Data listing:
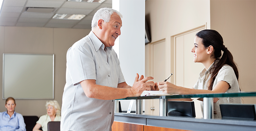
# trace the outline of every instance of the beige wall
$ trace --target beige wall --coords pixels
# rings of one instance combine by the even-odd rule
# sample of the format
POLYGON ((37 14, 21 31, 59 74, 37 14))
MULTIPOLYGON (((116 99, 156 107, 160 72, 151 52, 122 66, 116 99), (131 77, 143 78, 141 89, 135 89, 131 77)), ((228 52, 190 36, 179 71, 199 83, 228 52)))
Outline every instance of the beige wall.
MULTIPOLYGON (((57 101, 61 106, 66 83, 67 51, 74 43, 86 36, 90 31, 90 29, 85 29, 0 27, 0 54, 54 54, 54 100, 57 101)), ((1 69, 2 59, 2 57, 0 57, 1 69)), ((2 69, 0 70, 0 74, 2 74, 2 69)), ((2 80, 1 75, 1 85, 2 80)), ((0 90, 0 93, 2 96, 2 90, 0 90)), ((45 105, 47 101, 16 100, 15 110, 23 115, 40 116, 46 114, 45 105)), ((6 110, 5 102, 5 100, 0 99, 0 112, 6 110)))
MULTIPOLYGON (((255 0, 146 1, 146 19, 150 26, 152 41, 166 40, 167 71, 170 72, 169 68, 172 67, 173 64, 171 62, 173 61, 173 53, 167 53, 173 52, 173 47, 169 46, 172 41, 171 37, 207 23, 207 28, 218 31, 223 38, 224 45, 233 54, 239 69, 241 90, 256 91, 256 2, 255 0)), ((256 103, 255 97, 243 99, 244 103, 256 103)))

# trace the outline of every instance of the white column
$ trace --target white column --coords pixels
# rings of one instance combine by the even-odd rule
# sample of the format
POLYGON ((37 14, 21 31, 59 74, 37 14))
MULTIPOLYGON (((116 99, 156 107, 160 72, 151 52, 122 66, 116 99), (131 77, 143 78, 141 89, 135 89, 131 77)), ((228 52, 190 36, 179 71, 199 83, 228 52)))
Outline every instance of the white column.
MULTIPOLYGON (((123 15, 121 34, 113 48, 126 83, 132 86, 136 73, 145 75, 145 0, 112 0, 112 8, 123 15)), ((127 110, 130 101, 120 101, 122 110, 127 110)), ((135 111, 133 103, 132 110, 135 111)))
POLYGON ((113 0, 112 8, 123 15, 121 35, 113 47, 119 47, 122 71, 132 86, 136 73, 145 74, 145 0, 113 0))

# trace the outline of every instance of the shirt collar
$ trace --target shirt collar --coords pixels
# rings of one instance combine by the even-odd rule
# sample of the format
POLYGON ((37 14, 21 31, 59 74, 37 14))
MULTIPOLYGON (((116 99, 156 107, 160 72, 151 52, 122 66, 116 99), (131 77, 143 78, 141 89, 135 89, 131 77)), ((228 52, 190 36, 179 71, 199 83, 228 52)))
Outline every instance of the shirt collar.
MULTIPOLYGON (((90 37, 90 39, 91 39, 92 42, 92 44, 93 44, 93 46, 94 46, 94 48, 96 51, 99 50, 101 47, 103 49, 104 49, 105 45, 102 43, 92 31, 91 31, 90 33, 88 34, 88 36, 90 37)), ((110 50, 111 50, 112 47, 106 47, 110 49, 110 50)))
POLYGON ((92 42, 92 44, 94 46, 94 48, 96 51, 97 51, 99 49, 100 49, 101 47, 103 46, 103 48, 105 47, 104 44, 102 43, 102 42, 100 40, 100 39, 97 37, 96 35, 94 34, 94 33, 92 32, 92 31, 91 31, 90 33, 88 35, 90 39, 92 42))
POLYGON ((210 67, 209 67, 209 68, 208 68, 207 70, 206 70, 206 69, 205 68, 204 68, 204 69, 202 70, 201 72, 200 72, 200 74, 199 74, 200 76, 202 77, 203 76, 209 73, 210 72, 210 70, 214 66, 214 65, 218 63, 219 62, 219 60, 217 60, 214 61, 214 62, 213 62, 213 63, 212 63, 211 65, 211 66, 210 66, 210 67))
MULTIPOLYGON (((5 115, 9 115, 9 114, 8 114, 8 113, 7 112, 7 110, 6 110, 6 111, 5 112, 5 115)), ((15 111, 14 111, 14 113, 13 113, 13 114, 14 115, 13 115, 13 116, 14 116, 14 115, 16 115, 16 112, 15 112, 15 111)))

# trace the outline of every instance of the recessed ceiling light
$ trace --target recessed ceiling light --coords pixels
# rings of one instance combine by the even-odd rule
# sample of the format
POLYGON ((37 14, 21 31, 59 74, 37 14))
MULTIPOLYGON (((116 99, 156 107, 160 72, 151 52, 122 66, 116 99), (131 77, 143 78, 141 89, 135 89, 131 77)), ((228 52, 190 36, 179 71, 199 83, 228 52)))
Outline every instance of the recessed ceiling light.
POLYGON ((85 15, 84 14, 56 14, 52 17, 52 19, 62 20, 81 20, 81 19, 85 16, 85 15))
POLYGON ((102 2, 106 1, 106 0, 67 0, 67 1, 102 3, 102 2))

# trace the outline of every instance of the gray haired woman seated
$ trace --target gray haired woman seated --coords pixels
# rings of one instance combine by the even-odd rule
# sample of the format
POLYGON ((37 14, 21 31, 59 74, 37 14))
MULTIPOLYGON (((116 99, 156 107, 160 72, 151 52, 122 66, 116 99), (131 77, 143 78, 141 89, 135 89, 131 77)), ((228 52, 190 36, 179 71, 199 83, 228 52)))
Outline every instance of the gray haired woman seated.
POLYGON ((47 131, 47 124, 49 122, 60 121, 60 108, 56 101, 50 101, 46 102, 47 114, 40 117, 37 124, 33 128, 33 131, 40 131, 42 127, 43 131, 47 131))

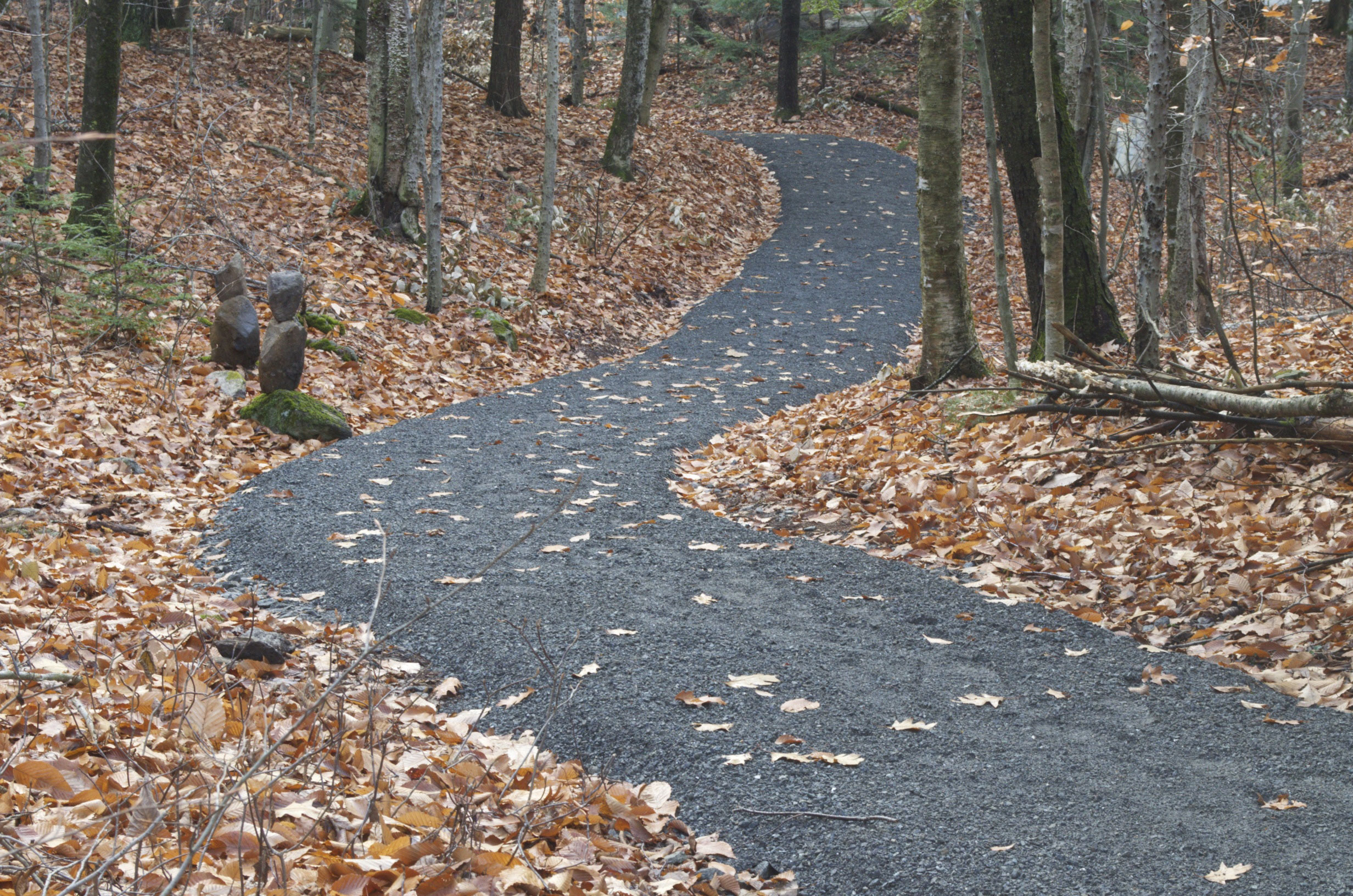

Set exercise: Rewrite the entries starting at the line containing "# trace the outline of every instance of the gray" and ending at the end of the entries, keeping the requests, and scale every coordinate in the answer outlines by 2.45, rounding to whole numbers with halves rounded up; leave the numbers in the requests and format samples unchanged, and omit the pictures.

Complete response:
# trace the outline of every instance of the gray haired woman seated
$ trace --target gray haired woman seated --coords pixels
# rings of one instance combine by the even-odd rule
# sample of the format
POLYGON ((37 14, 21 31, 59 74, 37 14))
MULTIPOLYGON (((116 99, 156 107, 160 72, 151 52, 122 66, 116 99), (131 77, 143 78, 141 89, 135 89, 131 77)), ((228 52, 190 36, 179 71, 199 83, 228 52)))
Outline every instance of the gray haired woman seated.
POLYGON ((115 321, 115 304, 120 299, 147 296, 147 265, 137 247, 123 247, 113 250, 115 279, 98 287, 91 304, 81 314, 81 321, 98 321, 103 311, 105 321, 115 321))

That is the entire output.